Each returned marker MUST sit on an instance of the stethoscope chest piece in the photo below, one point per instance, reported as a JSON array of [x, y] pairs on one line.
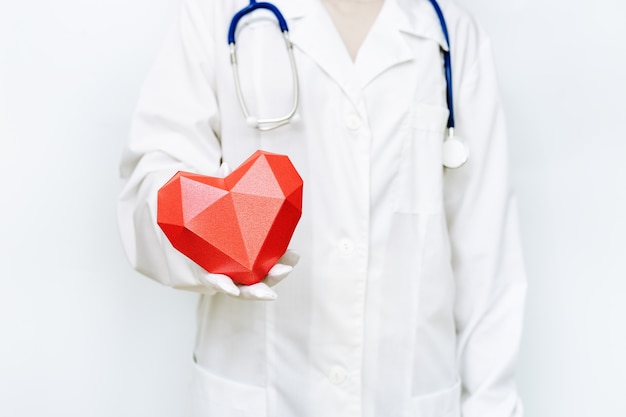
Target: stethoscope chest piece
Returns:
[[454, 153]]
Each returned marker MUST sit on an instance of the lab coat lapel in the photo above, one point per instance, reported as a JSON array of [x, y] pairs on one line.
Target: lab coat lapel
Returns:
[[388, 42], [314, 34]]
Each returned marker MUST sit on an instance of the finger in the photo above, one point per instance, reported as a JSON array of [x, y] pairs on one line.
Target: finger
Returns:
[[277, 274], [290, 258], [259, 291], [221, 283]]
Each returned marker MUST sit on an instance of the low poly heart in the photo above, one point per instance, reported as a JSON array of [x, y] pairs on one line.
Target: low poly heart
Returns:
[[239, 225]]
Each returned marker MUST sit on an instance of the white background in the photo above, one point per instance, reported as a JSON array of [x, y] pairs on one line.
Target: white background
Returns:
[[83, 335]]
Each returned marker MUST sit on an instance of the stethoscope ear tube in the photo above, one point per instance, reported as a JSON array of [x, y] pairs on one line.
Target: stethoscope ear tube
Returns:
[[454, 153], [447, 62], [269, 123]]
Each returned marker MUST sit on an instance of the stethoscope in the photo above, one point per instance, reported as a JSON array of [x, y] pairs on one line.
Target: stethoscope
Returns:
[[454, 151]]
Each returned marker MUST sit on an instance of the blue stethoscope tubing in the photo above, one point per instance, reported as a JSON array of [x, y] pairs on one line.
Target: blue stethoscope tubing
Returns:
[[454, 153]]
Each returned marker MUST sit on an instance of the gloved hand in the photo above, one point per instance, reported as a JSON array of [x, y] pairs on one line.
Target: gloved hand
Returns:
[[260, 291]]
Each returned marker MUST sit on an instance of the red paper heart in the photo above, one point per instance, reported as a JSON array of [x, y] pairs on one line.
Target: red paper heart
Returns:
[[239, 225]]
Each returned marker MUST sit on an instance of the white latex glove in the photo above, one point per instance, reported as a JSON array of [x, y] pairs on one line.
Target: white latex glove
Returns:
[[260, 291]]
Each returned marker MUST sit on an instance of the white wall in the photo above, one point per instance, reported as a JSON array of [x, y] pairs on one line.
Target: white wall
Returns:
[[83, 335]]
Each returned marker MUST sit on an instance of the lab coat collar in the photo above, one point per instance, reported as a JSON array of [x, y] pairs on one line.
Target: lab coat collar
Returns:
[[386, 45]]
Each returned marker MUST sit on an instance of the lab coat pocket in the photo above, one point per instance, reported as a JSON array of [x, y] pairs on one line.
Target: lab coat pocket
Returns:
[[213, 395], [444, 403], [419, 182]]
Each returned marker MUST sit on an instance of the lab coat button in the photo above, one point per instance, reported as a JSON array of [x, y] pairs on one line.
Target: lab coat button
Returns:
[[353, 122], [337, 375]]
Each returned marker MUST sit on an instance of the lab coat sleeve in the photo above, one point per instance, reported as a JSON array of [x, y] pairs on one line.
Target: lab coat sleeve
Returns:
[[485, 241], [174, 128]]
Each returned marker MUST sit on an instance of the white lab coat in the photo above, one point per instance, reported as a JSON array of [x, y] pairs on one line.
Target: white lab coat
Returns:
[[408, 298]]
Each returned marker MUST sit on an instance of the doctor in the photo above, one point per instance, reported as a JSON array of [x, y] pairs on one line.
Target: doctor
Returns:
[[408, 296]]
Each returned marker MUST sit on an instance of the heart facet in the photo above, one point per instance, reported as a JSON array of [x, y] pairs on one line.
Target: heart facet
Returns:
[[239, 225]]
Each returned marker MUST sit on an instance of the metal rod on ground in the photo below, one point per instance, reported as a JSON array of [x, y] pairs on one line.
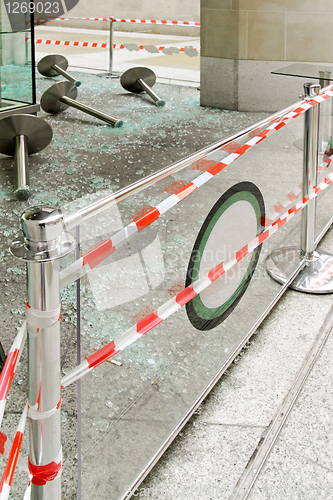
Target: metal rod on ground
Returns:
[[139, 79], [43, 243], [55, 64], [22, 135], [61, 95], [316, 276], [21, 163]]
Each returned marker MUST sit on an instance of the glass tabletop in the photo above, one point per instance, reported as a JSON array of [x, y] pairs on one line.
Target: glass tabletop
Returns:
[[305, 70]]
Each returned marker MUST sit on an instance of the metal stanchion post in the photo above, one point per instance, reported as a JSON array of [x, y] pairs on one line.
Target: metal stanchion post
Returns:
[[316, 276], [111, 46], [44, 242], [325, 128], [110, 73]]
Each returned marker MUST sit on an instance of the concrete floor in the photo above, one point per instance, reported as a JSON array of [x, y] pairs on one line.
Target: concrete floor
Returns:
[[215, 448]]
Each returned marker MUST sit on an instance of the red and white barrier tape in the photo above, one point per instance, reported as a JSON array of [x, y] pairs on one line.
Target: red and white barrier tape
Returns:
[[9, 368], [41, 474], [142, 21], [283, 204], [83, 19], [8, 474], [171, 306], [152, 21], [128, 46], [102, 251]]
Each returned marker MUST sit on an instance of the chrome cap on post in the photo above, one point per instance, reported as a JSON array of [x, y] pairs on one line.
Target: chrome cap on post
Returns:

• • • •

WHAT YOU WILL DO:
Rewrite the records as a Markdown table with the columns "Row" and "Line," covering only the lines between the one holding "the white lab" and the one holding "[[408, 296]]", inclusive. Put one line per row, number the rows, and leave out blank lines.

SOLUTION TO THIS TASK:
| Row | Line |
|---|---|
| 1 | Each returned marker MUST sit on an instance of the white lab coat in the photo above, one point per instance, reported as a JSON array of [x, y] pairs on one line. |
| 2 | Target: white lab coat |
| 3 | Returns: |
| 4 | [[408, 298]] |
| 5 | Each returned marker MUST sit on an instance of the doctor in the photo above, one point per instance, reported as a JSON array of [x, y] pairs on one line. |
| 6 | Target: doctor |
| 7 | Returns: |
| 8 | [[408, 296]] |